## What you are asked to do
Can you set down every row below word for word, changing nothing?

## Data excerpts
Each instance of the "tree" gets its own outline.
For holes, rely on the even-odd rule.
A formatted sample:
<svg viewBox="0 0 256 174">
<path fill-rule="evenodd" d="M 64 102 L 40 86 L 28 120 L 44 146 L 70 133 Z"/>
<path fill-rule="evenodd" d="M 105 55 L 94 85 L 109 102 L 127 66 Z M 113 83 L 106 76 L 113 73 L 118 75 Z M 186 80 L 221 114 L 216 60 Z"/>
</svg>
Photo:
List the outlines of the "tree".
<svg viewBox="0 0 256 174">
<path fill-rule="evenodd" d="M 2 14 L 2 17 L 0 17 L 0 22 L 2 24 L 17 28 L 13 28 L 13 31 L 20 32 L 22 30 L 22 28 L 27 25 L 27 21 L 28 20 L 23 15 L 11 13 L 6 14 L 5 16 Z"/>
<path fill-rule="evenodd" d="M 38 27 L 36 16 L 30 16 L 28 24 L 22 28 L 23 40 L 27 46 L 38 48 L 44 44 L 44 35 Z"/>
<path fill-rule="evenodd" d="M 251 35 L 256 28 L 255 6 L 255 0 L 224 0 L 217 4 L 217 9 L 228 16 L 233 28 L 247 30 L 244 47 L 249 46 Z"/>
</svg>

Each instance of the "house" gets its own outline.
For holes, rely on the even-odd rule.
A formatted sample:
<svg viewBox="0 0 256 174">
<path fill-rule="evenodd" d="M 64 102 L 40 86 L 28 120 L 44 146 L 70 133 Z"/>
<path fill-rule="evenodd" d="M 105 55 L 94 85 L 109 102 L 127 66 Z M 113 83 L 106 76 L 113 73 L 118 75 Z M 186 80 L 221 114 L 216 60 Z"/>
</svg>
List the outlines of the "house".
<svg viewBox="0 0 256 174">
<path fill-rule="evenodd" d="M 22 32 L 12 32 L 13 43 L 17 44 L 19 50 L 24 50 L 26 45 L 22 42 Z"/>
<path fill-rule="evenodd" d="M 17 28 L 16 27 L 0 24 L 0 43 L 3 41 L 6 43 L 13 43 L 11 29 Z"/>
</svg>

## Finished task
Each instance of the "tree" gets its own outline.
For holes, rely on the even-odd rule.
A formatted sample:
<svg viewBox="0 0 256 174">
<path fill-rule="evenodd" d="M 64 102 L 40 86 L 28 120 L 44 146 L 70 133 Z"/>
<path fill-rule="evenodd" d="M 105 55 L 94 85 L 109 102 L 127 66 Z M 113 83 L 106 76 L 113 73 L 118 75 Z M 186 80 L 221 114 L 216 60 Z"/>
</svg>
Photo:
List the outlines of the "tree".
<svg viewBox="0 0 256 174">
<path fill-rule="evenodd" d="M 2 14 L 2 17 L 0 17 L 0 22 L 2 24 L 17 28 L 13 28 L 13 31 L 20 32 L 22 30 L 22 28 L 27 25 L 27 21 L 28 20 L 23 15 L 11 13 L 6 14 L 5 16 Z"/>
<path fill-rule="evenodd" d="M 38 27 L 36 16 L 30 16 L 28 24 L 22 28 L 23 40 L 27 46 L 38 48 L 44 44 L 44 35 Z"/>
<path fill-rule="evenodd" d="M 251 35 L 256 28 L 255 6 L 255 0 L 224 0 L 217 4 L 217 9 L 228 16 L 233 28 L 247 30 L 244 47 L 249 46 Z"/>
</svg>

Each instance of the "house" gets its own outline.
For holes, rely on the even-odd rule.
A formatted sample:
<svg viewBox="0 0 256 174">
<path fill-rule="evenodd" d="M 64 102 L 40 86 L 28 120 L 44 146 L 70 133 Z"/>
<path fill-rule="evenodd" d="M 105 55 L 94 85 L 109 102 L 127 66 Z M 113 83 L 106 76 L 113 73 L 118 75 Z M 186 80 L 221 114 L 216 60 Z"/>
</svg>
List the outlines of the "house".
<svg viewBox="0 0 256 174">
<path fill-rule="evenodd" d="M 22 32 L 12 32 L 13 43 L 17 44 L 19 50 L 24 50 L 26 45 L 22 42 Z"/>
<path fill-rule="evenodd" d="M 17 28 L 16 27 L 0 24 L 0 43 L 3 41 L 6 43 L 13 43 L 11 29 Z"/>
</svg>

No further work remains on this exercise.